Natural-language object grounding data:
------------------------------------------------------------
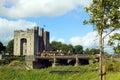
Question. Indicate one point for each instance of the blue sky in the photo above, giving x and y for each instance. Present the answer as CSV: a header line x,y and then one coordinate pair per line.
x,y
62,18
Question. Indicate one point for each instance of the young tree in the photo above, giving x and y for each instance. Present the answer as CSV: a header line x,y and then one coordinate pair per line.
x,y
105,15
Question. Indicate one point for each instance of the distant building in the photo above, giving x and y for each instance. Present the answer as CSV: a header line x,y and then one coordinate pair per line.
x,y
31,41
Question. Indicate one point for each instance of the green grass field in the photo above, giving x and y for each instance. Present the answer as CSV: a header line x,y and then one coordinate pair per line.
x,y
12,73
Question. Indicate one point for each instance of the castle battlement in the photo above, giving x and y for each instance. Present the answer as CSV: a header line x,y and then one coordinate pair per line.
x,y
31,41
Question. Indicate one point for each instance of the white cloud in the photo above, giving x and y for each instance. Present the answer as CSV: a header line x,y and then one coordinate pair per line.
x,y
7,28
35,8
61,40
91,40
55,39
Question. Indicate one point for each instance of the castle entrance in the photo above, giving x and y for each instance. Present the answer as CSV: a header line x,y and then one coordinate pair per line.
x,y
23,46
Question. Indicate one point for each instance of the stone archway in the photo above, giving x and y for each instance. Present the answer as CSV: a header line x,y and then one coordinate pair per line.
x,y
23,45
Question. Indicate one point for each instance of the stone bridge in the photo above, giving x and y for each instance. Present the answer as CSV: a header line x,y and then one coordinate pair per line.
x,y
54,60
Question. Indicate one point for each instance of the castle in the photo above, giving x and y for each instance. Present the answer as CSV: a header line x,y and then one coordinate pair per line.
------------------------------------------------------------
» **What is needed**: Your task is to reproduce exactly the lines that begin with the one containing "the stone bridge" and continue to the end of the data, both ends included.

» **Your response**:
Question. Indicate one point for each instance of the stone bridge in the photo above, giving x and y for each instance. Present the answer as CSV: a header line x,y and then one coordinate pair per line.
x,y
54,60
Question. Indicate one point for each instance of the castle in the photo above, giving x and y for each instance. Present the answer as CSV: a header line x,y and then one coordinate pair per line.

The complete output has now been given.